## Given task
Gather every line below that contains the string "shirt", and copy each one out in full.

◇ ◇ ◇

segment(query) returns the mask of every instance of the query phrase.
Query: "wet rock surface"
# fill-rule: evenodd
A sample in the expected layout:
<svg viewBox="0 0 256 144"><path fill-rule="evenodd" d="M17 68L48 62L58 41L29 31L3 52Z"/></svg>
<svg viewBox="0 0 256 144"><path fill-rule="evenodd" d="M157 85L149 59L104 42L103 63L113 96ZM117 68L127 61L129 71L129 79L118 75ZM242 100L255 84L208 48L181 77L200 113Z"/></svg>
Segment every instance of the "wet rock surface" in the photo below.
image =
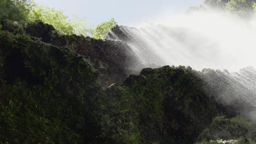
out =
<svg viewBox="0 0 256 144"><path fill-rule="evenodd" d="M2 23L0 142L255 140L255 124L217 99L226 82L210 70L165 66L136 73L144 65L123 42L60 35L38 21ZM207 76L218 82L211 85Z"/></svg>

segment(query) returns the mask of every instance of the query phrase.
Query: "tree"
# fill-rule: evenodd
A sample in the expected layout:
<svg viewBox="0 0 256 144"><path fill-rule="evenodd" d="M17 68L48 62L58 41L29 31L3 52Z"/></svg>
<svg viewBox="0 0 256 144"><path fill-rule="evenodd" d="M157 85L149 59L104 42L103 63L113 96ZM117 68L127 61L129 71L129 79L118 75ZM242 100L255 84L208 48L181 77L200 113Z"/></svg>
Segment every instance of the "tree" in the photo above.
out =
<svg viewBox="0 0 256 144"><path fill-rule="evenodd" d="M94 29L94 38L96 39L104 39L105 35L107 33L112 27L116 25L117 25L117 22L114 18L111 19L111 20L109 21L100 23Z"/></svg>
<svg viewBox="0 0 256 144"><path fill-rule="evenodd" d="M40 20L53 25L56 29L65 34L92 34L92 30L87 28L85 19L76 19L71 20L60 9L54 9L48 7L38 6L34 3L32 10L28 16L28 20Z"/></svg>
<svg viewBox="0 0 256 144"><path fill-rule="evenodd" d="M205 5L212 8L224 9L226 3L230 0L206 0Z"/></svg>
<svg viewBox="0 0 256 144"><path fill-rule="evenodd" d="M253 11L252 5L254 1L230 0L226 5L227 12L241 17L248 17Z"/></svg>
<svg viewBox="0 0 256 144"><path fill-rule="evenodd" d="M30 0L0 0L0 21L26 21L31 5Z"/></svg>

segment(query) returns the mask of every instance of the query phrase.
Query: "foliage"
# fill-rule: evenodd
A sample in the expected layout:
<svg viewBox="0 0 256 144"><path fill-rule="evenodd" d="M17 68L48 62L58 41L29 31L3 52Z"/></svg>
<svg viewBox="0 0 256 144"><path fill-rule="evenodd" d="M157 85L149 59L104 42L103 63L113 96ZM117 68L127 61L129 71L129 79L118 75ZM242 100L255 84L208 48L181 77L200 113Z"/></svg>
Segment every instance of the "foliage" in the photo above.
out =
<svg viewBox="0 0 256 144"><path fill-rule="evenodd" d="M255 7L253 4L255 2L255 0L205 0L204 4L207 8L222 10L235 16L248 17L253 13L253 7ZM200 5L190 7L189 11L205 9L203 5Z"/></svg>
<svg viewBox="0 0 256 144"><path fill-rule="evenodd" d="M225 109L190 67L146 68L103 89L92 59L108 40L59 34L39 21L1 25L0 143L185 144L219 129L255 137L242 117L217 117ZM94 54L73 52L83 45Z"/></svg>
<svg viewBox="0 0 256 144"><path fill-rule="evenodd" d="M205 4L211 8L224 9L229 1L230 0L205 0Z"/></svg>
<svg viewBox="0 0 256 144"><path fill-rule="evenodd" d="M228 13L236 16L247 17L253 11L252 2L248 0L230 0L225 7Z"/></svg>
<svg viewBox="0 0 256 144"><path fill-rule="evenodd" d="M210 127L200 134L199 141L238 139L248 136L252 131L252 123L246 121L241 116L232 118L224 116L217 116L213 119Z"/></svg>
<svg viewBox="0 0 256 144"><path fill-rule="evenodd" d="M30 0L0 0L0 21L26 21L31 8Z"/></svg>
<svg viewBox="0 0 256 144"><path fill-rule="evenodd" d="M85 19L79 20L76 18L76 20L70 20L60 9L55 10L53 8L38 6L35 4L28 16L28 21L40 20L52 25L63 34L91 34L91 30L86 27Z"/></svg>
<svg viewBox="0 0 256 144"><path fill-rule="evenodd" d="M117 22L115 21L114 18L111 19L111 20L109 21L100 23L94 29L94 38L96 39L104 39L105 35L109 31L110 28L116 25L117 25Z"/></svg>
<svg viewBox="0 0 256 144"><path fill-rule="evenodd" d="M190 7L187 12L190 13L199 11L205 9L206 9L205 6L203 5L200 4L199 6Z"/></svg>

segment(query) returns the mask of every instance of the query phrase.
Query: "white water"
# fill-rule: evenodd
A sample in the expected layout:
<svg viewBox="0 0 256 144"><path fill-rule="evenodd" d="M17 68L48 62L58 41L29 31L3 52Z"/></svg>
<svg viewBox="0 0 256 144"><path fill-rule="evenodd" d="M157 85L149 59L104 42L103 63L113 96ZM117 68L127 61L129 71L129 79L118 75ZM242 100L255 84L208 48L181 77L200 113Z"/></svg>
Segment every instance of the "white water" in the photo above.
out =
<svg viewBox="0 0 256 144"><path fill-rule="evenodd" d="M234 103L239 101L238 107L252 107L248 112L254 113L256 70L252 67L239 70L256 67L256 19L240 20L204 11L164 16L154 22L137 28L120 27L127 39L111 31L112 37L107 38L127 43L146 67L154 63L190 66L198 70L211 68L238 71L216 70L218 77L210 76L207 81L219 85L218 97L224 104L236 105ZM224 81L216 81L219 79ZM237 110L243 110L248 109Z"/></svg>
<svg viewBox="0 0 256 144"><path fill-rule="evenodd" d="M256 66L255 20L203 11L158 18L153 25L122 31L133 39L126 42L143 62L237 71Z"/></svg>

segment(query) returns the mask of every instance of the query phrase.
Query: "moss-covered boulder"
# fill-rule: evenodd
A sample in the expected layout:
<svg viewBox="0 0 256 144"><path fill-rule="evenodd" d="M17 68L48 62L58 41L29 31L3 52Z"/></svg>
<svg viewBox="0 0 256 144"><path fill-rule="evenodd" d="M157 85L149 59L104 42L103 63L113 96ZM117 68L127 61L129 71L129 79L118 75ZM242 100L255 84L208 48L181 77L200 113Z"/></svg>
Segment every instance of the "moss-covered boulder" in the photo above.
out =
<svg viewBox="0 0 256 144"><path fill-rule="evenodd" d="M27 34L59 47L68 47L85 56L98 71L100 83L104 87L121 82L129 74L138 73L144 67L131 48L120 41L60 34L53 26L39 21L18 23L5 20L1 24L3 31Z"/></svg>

◇ ◇ ◇

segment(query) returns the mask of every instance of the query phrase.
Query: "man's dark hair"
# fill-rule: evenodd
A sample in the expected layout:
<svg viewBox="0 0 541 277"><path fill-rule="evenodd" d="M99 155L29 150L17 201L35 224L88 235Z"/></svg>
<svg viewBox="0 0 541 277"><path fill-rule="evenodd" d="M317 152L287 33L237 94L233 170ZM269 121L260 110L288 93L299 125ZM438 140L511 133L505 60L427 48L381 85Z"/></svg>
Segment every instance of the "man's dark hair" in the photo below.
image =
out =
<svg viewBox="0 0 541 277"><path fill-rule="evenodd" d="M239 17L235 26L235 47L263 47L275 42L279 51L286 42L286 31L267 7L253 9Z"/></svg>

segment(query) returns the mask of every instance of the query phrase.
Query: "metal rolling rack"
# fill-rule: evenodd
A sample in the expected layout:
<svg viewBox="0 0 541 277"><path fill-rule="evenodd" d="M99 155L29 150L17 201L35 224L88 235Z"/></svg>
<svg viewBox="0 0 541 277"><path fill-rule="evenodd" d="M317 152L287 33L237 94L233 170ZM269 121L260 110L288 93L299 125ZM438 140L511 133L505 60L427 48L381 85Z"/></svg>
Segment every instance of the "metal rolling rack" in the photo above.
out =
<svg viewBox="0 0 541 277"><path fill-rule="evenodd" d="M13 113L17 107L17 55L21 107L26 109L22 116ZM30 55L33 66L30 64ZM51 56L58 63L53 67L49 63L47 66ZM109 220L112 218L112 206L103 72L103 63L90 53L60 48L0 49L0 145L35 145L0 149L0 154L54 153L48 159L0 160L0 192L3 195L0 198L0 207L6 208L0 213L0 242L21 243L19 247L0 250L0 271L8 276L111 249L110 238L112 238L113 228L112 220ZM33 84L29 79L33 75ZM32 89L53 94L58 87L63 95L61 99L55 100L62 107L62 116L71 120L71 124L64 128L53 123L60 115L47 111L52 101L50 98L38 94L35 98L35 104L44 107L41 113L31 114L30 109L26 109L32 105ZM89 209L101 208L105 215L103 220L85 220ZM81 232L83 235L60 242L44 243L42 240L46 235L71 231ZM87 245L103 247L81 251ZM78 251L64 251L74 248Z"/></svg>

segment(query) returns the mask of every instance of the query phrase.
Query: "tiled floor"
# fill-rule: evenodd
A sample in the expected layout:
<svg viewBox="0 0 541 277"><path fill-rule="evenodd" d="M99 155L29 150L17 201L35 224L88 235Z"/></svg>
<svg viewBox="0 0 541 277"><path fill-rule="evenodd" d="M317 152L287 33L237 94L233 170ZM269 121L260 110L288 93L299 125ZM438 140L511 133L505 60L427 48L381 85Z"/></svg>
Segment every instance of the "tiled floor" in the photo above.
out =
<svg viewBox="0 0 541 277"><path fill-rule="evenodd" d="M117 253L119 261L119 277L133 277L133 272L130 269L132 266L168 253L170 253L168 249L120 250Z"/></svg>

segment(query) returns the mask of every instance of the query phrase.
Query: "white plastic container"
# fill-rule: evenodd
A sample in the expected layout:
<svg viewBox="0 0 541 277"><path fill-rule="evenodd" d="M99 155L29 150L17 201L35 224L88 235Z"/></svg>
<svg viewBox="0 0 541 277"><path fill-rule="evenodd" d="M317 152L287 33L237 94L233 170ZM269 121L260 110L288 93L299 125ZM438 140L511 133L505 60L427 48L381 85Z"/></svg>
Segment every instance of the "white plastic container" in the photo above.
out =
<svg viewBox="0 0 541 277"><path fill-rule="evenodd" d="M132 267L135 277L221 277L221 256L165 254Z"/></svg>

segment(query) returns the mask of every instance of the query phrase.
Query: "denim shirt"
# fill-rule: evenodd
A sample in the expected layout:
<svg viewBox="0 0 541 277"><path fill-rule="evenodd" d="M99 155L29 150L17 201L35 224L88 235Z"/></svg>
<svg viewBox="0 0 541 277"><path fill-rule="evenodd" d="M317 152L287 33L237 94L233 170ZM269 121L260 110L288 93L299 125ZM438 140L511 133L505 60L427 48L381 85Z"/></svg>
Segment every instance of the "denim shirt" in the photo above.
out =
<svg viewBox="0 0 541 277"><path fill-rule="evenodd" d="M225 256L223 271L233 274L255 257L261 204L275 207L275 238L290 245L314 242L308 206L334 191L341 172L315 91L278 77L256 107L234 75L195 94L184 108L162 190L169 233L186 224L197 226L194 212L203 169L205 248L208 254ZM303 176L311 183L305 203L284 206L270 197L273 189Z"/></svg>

◇ ◇ ◇

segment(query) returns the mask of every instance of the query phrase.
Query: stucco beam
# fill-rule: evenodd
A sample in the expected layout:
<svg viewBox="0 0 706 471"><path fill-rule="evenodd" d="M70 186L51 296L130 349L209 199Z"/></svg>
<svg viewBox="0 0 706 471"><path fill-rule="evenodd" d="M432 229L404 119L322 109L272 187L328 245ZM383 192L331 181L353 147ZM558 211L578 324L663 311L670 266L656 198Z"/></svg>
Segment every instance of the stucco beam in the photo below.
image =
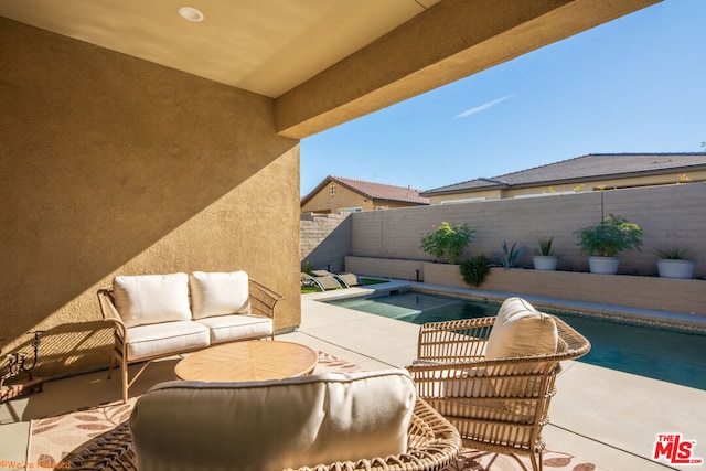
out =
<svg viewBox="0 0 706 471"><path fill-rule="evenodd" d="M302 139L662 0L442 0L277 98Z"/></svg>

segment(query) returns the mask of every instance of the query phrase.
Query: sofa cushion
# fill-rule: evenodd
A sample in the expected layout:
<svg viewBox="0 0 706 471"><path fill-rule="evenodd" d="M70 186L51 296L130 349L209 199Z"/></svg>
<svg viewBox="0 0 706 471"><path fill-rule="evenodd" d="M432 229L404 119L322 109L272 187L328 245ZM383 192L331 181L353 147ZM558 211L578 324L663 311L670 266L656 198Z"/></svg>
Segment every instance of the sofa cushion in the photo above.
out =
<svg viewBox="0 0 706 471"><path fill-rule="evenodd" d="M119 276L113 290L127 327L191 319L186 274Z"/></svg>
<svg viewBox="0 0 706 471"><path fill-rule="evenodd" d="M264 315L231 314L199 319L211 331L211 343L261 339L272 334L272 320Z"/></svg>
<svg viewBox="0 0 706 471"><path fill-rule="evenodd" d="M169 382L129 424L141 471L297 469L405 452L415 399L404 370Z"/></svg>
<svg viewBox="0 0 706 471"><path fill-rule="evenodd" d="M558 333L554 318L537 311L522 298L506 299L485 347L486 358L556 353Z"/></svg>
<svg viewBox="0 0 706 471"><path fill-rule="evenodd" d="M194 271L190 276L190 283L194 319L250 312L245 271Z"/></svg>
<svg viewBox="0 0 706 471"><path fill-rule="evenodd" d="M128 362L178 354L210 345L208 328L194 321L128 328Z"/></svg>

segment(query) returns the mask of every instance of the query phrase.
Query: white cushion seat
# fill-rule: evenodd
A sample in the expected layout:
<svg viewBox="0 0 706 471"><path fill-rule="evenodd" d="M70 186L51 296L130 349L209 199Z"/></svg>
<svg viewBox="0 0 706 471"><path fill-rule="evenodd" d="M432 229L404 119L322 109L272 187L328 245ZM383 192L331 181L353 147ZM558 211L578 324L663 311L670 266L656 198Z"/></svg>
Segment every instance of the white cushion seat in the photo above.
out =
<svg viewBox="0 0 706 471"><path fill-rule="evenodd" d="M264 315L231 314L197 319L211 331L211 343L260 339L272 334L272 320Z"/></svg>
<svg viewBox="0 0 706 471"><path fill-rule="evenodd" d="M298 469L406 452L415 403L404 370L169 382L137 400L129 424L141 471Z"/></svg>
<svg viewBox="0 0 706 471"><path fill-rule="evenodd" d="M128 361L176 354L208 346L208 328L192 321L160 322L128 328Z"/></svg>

◇ ◇ ◇

## Exercise result
Query: "denim shirt"
Segment every instance of the "denim shirt" in the photo above.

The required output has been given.